REQUIREMENT |
Output every line below exactly.

INFORMATION PROVIDED |
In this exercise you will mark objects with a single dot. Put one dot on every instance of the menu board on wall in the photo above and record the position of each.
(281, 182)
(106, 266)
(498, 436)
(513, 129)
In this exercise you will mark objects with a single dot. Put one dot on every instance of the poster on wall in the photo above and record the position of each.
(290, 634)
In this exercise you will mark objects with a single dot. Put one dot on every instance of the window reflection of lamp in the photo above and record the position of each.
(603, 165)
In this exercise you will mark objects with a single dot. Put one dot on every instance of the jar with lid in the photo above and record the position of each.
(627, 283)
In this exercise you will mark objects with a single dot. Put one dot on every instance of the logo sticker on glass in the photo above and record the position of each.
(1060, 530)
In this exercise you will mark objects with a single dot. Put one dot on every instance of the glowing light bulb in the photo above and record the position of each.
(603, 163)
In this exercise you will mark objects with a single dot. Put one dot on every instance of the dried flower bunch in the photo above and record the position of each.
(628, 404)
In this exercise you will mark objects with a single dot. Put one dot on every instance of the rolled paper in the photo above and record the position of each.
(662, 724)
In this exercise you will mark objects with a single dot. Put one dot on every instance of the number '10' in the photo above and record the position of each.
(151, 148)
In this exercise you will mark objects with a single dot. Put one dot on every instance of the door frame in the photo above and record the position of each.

SOLUTION |
In this exercise you will mark objects with a single dot. Put one dot on every instance of the menu board on wall in the photo above and record the position of each.
(281, 182)
(106, 266)
(498, 436)
(513, 129)
In this exercise you will mark objects with a single dot. Put one dot on every instance of the poster on wall in the photo above and record the position of each.
(290, 634)
In this exercise you will mark objects with a single dot. Put one dot on every instance of the window reflection of lamp in the photo above and record the position of each.
(603, 165)
In this exercise you will mark objects with a single dot. Put one dot on every instance of the jar with lid in the photo above and record the position of each.
(627, 283)
In this exercise you will mark objects with a single dot. Put one dot on every instance of the logo sticker on glass in the photo above and record the position of each.
(1060, 530)
In this exercise you will mark objects with a single dot. Put one dot on every instance of the glowing light bulb in the photo above and record the position of each.
(603, 163)
In this exercise you will mark objects with a single dot. Put one dot on every instance of the dried flower bunch in the photo above and record the position of each.
(628, 404)
In this exercise you will mark objects with a single dot. Put one dot on every instance of the rolled paper in the photo above and record the position of each.
(662, 724)
In this exercise you will mark objects with a single dot. Put one dot on every instance of the number '10' in the photo above and record the position of each.
(151, 148)
In this exercise you will mark objects with a single dot. Put one dot on every instance of the door frame in the photo above and record the position of each.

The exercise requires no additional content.